Attività: Ricopia fedelmente il passo del testo sull'episodio di Gianni Alemanno che comincia con "Dopo parecchio tempo" e prosegue fino a "la sua situazione.".

Testo della pagina:
━━━━━━━━━━━━━━━━

Dopo parecchio tempo di assenza, Gianni Alemanno torna alla ribalta delle cronache. Non certo però per ragioni politiche, ma di rispetto del codice della strada e delle restrizioni anti Covid. L’ex sindaco di Roma è stato immortalato giovedì scorso in un video, mentre parcheggia la sua auto su un marciapiede in pieno centro della Capitale. Alemanno non indossa nemmeno la mascherina che in questo periodo dovrebbe essere obbligatorio anche all’aperto. E i social network si scatenano, costringendolo ad una precisazione che, se possibile, finisce per peggiorare la sua situazione.
La scena si svolge giovedì 20 gennaio a via della Scrofa, pieno centro di Roma. Una Fiat 500 grigia parcheggia con le due ruote di destra sopra al marciapiede. Una consolidata abitudine degli automobilisti romani che però rappresenta un’infrazione al codice della strada. Da quell’automobile scende un uomo di mezza età con la barba. Si tratta di Gianni Alemanno. L’ex colonnello di Alleanza Nazionale ai tempi di Gianfranco Fini, è stato ministro delle Politiche agricole dal 2001 al 2006, durante i governi Berlusconi II e III. Poi, dal 2008 al 2013, ha ricoperto la carica di sindaco di Roma.

━━━━━━━━━━━━━━━━

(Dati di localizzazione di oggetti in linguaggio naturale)
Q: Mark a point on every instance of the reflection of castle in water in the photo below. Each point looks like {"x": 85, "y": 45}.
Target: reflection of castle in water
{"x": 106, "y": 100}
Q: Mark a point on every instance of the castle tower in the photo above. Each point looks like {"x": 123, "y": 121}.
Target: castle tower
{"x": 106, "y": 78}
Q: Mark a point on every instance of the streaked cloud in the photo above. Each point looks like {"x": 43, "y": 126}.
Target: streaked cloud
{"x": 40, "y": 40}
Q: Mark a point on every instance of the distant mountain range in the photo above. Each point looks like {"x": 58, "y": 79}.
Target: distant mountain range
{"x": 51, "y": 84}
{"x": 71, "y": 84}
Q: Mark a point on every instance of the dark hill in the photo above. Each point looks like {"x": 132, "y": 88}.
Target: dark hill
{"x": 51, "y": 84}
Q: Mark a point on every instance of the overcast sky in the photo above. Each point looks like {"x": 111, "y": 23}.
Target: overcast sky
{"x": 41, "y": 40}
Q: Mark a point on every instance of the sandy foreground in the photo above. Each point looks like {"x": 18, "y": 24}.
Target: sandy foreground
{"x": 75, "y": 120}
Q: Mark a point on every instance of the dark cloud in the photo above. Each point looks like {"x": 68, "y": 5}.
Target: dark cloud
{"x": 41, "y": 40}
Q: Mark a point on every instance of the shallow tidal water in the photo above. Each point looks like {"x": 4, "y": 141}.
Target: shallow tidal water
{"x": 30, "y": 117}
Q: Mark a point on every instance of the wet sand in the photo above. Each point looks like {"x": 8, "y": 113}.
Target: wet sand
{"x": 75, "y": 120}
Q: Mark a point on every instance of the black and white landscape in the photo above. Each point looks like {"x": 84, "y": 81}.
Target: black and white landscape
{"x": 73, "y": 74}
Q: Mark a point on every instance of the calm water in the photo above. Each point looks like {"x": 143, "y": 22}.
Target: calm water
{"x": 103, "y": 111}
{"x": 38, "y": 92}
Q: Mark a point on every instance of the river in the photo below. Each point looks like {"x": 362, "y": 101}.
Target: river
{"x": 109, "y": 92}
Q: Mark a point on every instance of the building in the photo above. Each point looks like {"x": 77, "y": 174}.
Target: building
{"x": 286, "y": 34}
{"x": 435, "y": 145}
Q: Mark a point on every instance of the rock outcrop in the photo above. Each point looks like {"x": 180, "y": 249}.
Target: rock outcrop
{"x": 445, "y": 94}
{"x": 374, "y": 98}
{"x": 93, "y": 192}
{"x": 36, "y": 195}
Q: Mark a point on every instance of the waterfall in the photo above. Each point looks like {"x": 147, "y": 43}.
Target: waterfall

━━━━━━━━━━━━━━━━

Risposta all'esercizio:
Dopo parecchio tempo di assenza, Gianni Alemanno torna alla ribalta delle cronache. Non certo però per ragioni politiche, ma di rispetto del codice della strada e delle restrizioni anti Covid. L’ex sindaco di Roma è stato immortalato giovedì scorso in un video, mentre parcheggia la sua auto su un marciapiede in pieno centro della Capitale. Alemanno non indossa nemmeno la mascherina che in questo periodo dovrebbe essere obbligatorio anche all’aperto. E i social network si scatenano, costringendolo ad una precisazione che, se possibile, finisce per peggiorare la sua situazione.